§ **RECORDS SUPPLIED**
— begin —

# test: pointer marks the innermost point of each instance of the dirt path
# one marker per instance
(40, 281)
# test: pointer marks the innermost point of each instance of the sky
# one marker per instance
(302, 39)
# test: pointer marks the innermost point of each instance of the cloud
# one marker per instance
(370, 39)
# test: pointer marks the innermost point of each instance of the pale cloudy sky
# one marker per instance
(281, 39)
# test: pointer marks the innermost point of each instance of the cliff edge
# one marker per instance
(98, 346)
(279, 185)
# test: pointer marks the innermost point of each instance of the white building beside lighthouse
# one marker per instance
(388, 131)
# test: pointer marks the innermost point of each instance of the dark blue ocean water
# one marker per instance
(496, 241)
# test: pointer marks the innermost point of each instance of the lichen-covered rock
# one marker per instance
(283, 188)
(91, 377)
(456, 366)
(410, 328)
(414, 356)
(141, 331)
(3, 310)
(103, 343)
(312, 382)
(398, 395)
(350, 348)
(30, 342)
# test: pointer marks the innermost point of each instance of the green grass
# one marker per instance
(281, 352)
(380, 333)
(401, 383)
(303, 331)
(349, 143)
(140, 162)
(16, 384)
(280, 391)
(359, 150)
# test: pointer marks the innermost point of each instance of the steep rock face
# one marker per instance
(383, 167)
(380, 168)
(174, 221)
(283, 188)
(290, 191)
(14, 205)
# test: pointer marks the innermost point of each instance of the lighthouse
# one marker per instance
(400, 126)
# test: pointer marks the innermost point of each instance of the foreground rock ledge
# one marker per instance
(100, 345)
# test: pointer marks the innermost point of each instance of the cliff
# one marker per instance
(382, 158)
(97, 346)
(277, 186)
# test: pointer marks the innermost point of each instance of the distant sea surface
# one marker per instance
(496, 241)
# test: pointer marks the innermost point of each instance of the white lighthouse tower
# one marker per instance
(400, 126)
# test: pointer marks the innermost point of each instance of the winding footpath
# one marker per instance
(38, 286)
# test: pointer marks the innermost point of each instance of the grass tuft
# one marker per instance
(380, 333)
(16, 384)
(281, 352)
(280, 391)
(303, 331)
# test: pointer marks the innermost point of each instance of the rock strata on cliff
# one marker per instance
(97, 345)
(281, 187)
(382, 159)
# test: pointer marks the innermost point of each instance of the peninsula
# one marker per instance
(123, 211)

— end —

§ **GIVEN REQUEST**
Recast every line of the data above as a Markdown table with two columns, "Index" for the row number and "Line" for the line itself, leaving out any blank lines.

§ **WRITTEN RESPONSE**
| Index | Line |
|---|---|
| 1 | # test: pointer marks the innermost point of each instance of the dirt path |
| 2 | # one marker per instance |
| 3 | (40, 281) |
| 4 | # test: pointer marks the innermost point of each instance of the sky |
| 5 | # one marker per instance |
| 6 | (302, 39) |
| 7 | # test: pointer marks the innermost point of each instance of the cloud |
| 8 | # one marker per instance |
| 9 | (370, 39) |
| 10 | # test: pointer marks the innermost point of each instance of the pale cloudy sky |
| 11 | # one marker per instance |
| 12 | (281, 39) |
| 13 | # test: pointer marks the innermost point of each instance of the cliff edge |
| 14 | # one marker per instance |
| 15 | (98, 346) |
| 16 | (279, 185) |
| 17 | # test: pointer marks the innermost point of each instance of the white building beside lighthouse |
| 18 | # one marker per instance |
| 19 | (388, 131) |
| 20 | # test: pointer marks the innermost point of each instance of the dark blue ocean water |
| 21 | # one marker per instance |
| 22 | (496, 241) |
| 23 | # test: pointer marks the innermost point of each instance of the lichen-covered rock |
| 24 | # one marker per instance |
| 25 | (283, 188) |
| 26 | (91, 377) |
| 27 | (456, 366) |
| 28 | (410, 328) |
| 29 | (414, 356) |
| 30 | (141, 331) |
| 31 | (3, 310) |
| 32 | (103, 343) |
| 33 | (312, 382) |
| 34 | (398, 395) |
| 35 | (350, 348) |
| 36 | (30, 342) |
| 37 | # test: pointer marks the innermost point of each instance of the green grass |
| 38 | # one marker per instance |
| 39 | (281, 352) |
| 40 | (380, 333) |
| 41 | (401, 383) |
| 42 | (303, 331) |
| 43 | (349, 143) |
| 44 | (140, 162) |
| 45 | (16, 384) |
| 46 | (280, 391) |
| 47 | (359, 150) |
| 48 | # test: pointer marks the innermost point of each instance of the steep rock face |
| 49 | # one marker per instance |
| 50 | (383, 167) |
| 51 | (380, 168) |
| 52 | (174, 221) |
| 53 | (283, 188) |
| 54 | (290, 191) |
| 55 | (14, 205) |
| 56 | # test: pointer marks the innermost point of each instance of the lighthouse |
| 57 | # one marker per instance |
| 58 | (400, 126) |
| 59 | # test: pointer marks the innermost point of each instance of the foreground rock ledge |
| 60 | # one marker per instance |
| 61 | (100, 345) |
| 62 | # test: pointer marks the innermost point of each instance of the cliff |
| 63 | # one marker per instance |
| 64 | (382, 158) |
| 65 | (97, 346) |
| 66 | (277, 186) |
| 67 | # test: pointer marks the innermost point of each instance of the distant sea surface |
| 68 | # one marker per instance |
| 69 | (496, 241) |
| 70 | # test: pointer marks the innermost point of each instance of the white lighthouse tower |
| 71 | # one marker per instance |
| 72 | (400, 126) |
| 73 | # test: pointer marks the innermost point of each instance of the winding footpath |
| 74 | # one marker per instance |
| 75 | (38, 286) |
| 76 | # test: pointer marks the innermost point of each instance of the grass tuft |
| 77 | # one marker per instance |
| 78 | (380, 333) |
| 79 | (16, 384) |
| 80 | (281, 352) |
| 81 | (280, 391) |
| 82 | (303, 331) |
| 83 | # test: pointer marks the innermost point of each instance of the rock strata on cliff |
| 84 | # one marker per instance |
| 85 | (97, 345) |
| 86 | (281, 187) |
| 87 | (382, 159) |
| 88 | # test: pointer marks the innermost point of each instance of the peninsula |
| 89 | # one marker per instance |
| 90 | (123, 211) |